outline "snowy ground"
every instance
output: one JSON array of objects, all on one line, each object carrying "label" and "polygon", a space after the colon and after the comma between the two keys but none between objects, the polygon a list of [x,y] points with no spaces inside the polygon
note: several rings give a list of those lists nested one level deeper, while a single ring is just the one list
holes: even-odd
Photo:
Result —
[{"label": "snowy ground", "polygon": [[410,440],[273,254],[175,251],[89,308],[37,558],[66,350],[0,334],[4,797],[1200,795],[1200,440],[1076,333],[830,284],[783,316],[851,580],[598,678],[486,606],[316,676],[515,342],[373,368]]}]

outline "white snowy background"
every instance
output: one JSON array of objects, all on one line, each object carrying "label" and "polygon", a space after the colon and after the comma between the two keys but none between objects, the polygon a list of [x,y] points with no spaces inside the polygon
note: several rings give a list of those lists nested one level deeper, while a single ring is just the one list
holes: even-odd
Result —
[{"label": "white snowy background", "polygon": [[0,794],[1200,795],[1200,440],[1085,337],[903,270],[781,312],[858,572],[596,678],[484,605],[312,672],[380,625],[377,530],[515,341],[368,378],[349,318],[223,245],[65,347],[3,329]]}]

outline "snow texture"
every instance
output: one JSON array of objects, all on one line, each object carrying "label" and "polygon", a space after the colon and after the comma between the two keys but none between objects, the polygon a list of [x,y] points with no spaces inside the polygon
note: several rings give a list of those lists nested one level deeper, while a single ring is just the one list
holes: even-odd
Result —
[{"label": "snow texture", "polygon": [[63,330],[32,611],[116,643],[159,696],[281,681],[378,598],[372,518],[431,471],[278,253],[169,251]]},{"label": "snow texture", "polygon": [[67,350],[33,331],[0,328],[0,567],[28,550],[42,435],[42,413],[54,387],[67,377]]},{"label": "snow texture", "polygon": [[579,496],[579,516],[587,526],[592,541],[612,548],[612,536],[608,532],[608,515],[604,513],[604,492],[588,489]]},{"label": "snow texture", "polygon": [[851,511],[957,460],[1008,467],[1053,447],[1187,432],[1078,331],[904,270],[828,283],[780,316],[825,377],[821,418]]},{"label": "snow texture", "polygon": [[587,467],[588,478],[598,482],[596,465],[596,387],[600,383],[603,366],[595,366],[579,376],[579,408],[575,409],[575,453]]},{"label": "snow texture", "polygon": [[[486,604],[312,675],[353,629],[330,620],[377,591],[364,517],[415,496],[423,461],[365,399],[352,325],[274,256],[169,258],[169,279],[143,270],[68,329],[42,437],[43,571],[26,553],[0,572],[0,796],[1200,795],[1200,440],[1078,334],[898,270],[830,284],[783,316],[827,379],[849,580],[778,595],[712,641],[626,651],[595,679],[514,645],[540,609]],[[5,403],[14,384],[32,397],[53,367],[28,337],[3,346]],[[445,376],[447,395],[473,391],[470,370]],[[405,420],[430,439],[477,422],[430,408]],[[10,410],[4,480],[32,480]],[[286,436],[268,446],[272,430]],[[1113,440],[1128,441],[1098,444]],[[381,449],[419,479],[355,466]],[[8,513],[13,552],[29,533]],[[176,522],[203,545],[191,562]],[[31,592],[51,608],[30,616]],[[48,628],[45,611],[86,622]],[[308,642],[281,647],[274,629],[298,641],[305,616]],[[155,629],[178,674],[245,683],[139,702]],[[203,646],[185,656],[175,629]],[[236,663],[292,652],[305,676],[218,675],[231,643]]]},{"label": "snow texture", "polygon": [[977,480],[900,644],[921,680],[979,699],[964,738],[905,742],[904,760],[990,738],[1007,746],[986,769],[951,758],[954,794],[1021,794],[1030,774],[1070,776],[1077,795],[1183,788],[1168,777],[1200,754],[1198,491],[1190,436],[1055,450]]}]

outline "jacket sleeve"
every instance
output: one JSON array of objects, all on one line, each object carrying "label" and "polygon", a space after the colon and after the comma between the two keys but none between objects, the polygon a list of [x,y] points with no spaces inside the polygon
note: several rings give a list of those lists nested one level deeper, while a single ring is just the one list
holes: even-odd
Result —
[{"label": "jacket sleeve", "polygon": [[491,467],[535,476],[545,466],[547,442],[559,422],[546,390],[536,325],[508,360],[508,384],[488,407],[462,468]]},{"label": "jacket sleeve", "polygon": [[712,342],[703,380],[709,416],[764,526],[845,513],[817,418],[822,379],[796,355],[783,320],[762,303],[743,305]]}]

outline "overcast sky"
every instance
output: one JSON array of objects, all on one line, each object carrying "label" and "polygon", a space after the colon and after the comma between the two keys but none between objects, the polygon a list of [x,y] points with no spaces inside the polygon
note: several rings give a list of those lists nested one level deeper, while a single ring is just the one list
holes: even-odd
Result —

================

YOUR INSTRUCTIONS:
Could you print the material above once more, exactly as it stands?

OUTPUT FOR THIS EXERCISE:
outline "snowy ground"
every instance
output: one JSON array of objects, all on one line, each object carrying "label" and "polygon", a space after the colon and after the comma between the two keys but none between objects, the polygon a list of [x,y] points with no spaces inside the polygon
note: several rings give a list of those lists nested one level deeper, while a single ring is just the one list
holes: even-odd
Photo:
Result —
[{"label": "snowy ground", "polygon": [[410,440],[273,254],[175,251],[89,308],[37,558],[66,350],[0,334],[4,797],[1200,795],[1200,440],[1076,333],[830,284],[783,316],[851,580],[598,678],[486,606],[316,676],[515,342],[373,368]]}]

outline "white snowy background"
every instance
output: one JSON array of objects, all on one line, each object carrying "label" and "polygon", a space after the colon and after the comma between the two keys but none between objects, the polygon a list of [x,y] points with no spaces inside the polygon
note: several rings give a list of those lists nested one level deeper, while a single ring is just the one list
holes: even-odd
Result —
[{"label": "white snowy background", "polygon": [[0,794],[1200,795],[1200,440],[1085,337],[903,270],[781,312],[858,572],[596,678],[484,605],[312,672],[380,625],[377,530],[515,341],[368,378],[349,318],[223,245],[65,347],[3,329]]}]

outline "snow texture"
every instance
output: one JSON array of objects, all on one line, each object carrying "label" and "polygon", a space after the colon and after the comma between the two keys but none between objects, the polygon a list of [x,y] points with no spaces inside the polygon
note: several rings give a list of those lists nested one level deeper, while a single ring is just the one list
holes: even-odd
Result —
[{"label": "snow texture", "polygon": [[63,330],[32,611],[116,643],[159,696],[281,681],[378,598],[372,518],[431,471],[278,253],[169,251]]},{"label": "snow texture", "polygon": [[67,350],[33,331],[0,328],[0,567],[28,550],[42,435],[42,413],[54,387],[67,377]]},{"label": "snow texture", "polygon": [[579,496],[579,516],[587,526],[592,541],[612,548],[612,536],[608,532],[608,515],[604,513],[604,492],[588,489]]},{"label": "snow texture", "polygon": [[851,511],[957,460],[1008,467],[1053,447],[1187,432],[1078,331],[904,270],[828,283],[780,316],[825,377],[821,418]]},{"label": "snow texture", "polygon": [[587,467],[588,478],[598,482],[596,465],[596,387],[600,383],[603,366],[595,366],[579,376],[579,408],[575,409],[575,453]]},{"label": "snow texture", "polygon": [[[486,604],[312,675],[353,629],[330,620],[377,591],[364,517],[415,496],[423,461],[365,399],[352,325],[274,256],[169,258],[169,279],[143,270],[68,329],[42,437],[43,571],[26,553],[0,572],[0,796],[1200,795],[1200,440],[1078,334],[898,270],[830,284],[783,316],[827,379],[849,580],[778,595],[712,641],[626,651],[595,679],[514,645],[540,609]],[[5,403],[14,384],[32,397],[53,367],[28,337],[3,346]],[[445,376],[447,395],[473,391],[470,370]],[[405,420],[430,439],[477,422],[430,408]],[[10,410],[4,480],[32,480]],[[286,436],[268,446],[272,430]],[[1113,440],[1128,441],[1098,444]],[[381,449],[419,479],[355,466]],[[8,513],[13,552],[29,533]],[[176,522],[203,545],[191,562]],[[31,592],[51,608],[30,616]],[[48,628],[45,611],[86,622]],[[308,642],[281,647],[274,629],[298,641],[305,616]],[[155,629],[178,674],[245,683],[139,702]],[[203,646],[185,656],[175,629]],[[236,663],[292,652],[305,676],[218,675],[231,643]]]},{"label": "snow texture", "polygon": [[977,480],[900,644],[921,680],[979,699],[964,738],[905,742],[904,760],[990,738],[1007,746],[986,769],[951,758],[954,794],[1021,794],[1030,774],[1070,776],[1077,795],[1183,788],[1168,777],[1200,754],[1198,491],[1190,436],[1055,450]]}]

outline "jacket sleeve"
every instance
output: one JSON array of objects, all on one line, each object carrying "label" and "polygon", a space after the colon and after the comma between the two keys but none between objects, the polygon a list of [x,y] points with no spaces inside the polygon
note: several rings give a list of those lists nested one level deeper, while a single ring is just the one list
holes: even-odd
Result —
[{"label": "jacket sleeve", "polygon": [[491,467],[535,476],[545,466],[547,442],[559,422],[546,390],[536,325],[508,360],[508,384],[488,407],[462,468]]},{"label": "jacket sleeve", "polygon": [[712,342],[703,380],[709,416],[764,526],[845,513],[817,418],[822,379],[796,355],[783,320],[762,303],[743,305]]}]

outline "overcast sky"
every instance
output: one JSON array of objects, all on one line, each object carrying "label" and "polygon", a space after the colon and after the comma between the two keys but none between objects, the polygon a list of [x,y] points with no spaces inside the polygon
note: several rings give a list of those lists nested one level deeper, while a single ring is just the one list
holes: even-odd
Result —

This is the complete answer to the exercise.